- Work to do:
Please copy the lines from the one with "Put a point" through the one with "[(268, 231), (769, 221)]", swapping "dry golden straw" for "pale yellow straw" and leaving everything else untouched.

- Provided data:
------------------------------------------------

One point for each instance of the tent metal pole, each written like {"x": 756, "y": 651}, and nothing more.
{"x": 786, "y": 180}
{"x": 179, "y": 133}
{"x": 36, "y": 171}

------------------------------------------------

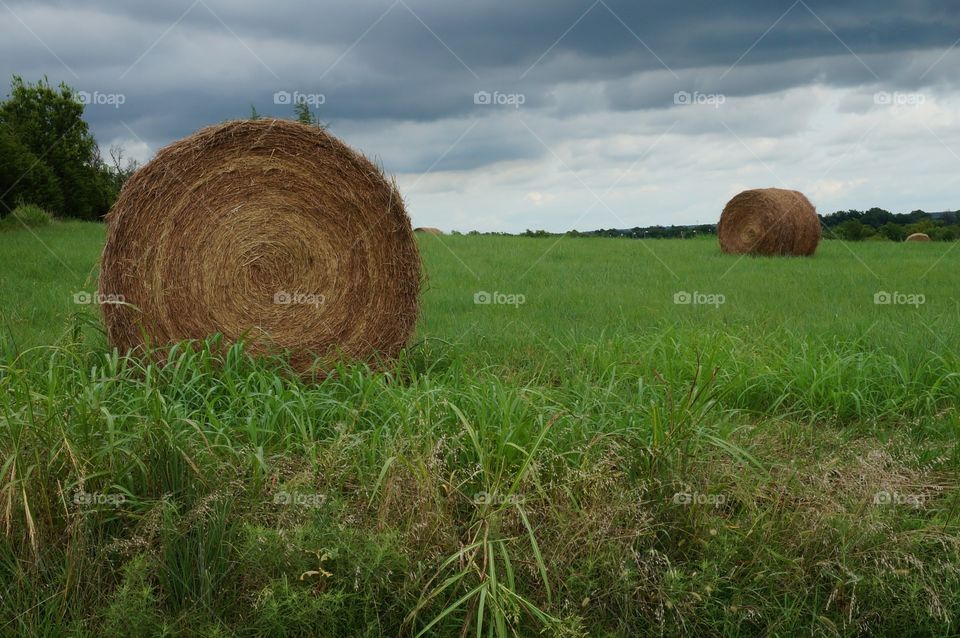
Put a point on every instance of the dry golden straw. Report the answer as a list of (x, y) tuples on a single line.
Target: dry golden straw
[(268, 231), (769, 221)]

------------------------------------------------

- Exercise output:
Put a point on every instance of the pale yellow straw. Report the answer as a list of (x, y) tuples on a single line.
Target: pale yellow straw
[(268, 231), (769, 221)]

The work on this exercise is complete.